Retype everything from the line containing "the white box" down to the last of the lines below, character for character.

__Exercise materials__
## Begin
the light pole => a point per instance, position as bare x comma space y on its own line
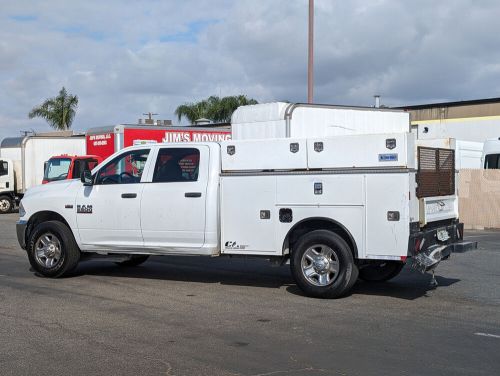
310, 64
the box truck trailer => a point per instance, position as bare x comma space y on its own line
334, 207
22, 162
104, 141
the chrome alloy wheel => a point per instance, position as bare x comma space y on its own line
48, 250
320, 265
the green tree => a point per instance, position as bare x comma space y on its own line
58, 111
214, 108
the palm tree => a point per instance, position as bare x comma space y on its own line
59, 111
214, 108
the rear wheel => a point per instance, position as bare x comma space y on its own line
52, 250
6, 204
134, 260
381, 271
322, 265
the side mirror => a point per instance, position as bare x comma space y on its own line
86, 178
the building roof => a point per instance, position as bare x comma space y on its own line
451, 104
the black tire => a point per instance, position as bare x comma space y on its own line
134, 260
52, 240
319, 243
381, 271
6, 204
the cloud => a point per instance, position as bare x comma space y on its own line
154, 55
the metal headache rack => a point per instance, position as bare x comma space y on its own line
436, 172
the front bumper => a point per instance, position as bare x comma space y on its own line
431, 244
21, 233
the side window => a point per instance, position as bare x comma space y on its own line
126, 168
91, 163
177, 165
4, 168
77, 169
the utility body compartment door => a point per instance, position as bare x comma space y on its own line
173, 208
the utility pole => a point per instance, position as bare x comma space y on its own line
310, 65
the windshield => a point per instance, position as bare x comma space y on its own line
57, 169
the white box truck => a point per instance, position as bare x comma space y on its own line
335, 207
22, 162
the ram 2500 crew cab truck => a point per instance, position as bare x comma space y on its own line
334, 207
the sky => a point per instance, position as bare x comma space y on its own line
124, 58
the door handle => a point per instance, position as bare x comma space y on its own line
129, 195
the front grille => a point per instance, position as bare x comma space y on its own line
436, 172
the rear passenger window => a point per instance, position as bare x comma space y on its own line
176, 165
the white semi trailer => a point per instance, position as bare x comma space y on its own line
335, 206
22, 162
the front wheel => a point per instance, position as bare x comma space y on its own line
322, 265
381, 271
6, 204
52, 249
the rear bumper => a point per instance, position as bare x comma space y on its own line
429, 245
21, 233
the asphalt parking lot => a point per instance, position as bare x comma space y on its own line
198, 316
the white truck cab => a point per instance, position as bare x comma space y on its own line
7, 182
335, 207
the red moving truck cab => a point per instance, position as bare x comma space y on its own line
65, 166
104, 141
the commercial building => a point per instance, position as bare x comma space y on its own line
473, 120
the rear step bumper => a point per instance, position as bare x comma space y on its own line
428, 247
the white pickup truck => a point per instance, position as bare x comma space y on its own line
336, 207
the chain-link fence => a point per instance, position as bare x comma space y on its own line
479, 198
## End
__Solution to this task__
the white box truck => a point per instance, position as bare x comma space y on its own line
335, 207
22, 162
the ram 2500 crew cab truck => a point per instance, position as bare x comma space y on its own line
334, 207
the sky => a point per instance, position as bare x comma space y on its own line
124, 58
the door handle => a point per instance, position as bare x comma space y on its own line
129, 195
the front grille => a point per instance, position as bare x comma space y on its own line
436, 172
the rear passenger window => a point per instance, position as bare x comma space y on its own line
176, 165
the white semi trailer => a point per instance, position as bare x comma space y on its own line
335, 206
22, 162
the front wheel => a point per instance, position as bare x comma space y on its own line
322, 265
381, 271
6, 204
52, 249
the rear bumper => a point per instance, position as bare x comma space y on its own line
429, 245
21, 233
the asphalt parking lot => a point per instance, position as bare x comma space y on its own line
198, 316
the white truck cab => a point per instance, position as bare x comma space y on its own line
7, 182
335, 207
the red moving truck cab => a point per instance, position as bare x comma space y on its own line
65, 166
104, 141
the commercial building => a point per instance, position as bare x comma space y on its own line
473, 120
the rear step bumper => a point per instance, position as bare x comma space y on its own line
428, 247
the white pickup truck => a point per instance, position as bare x comma space y on its own line
336, 207
the chain-link fence => a point per instance, position as bare x comma space y on its own line
479, 198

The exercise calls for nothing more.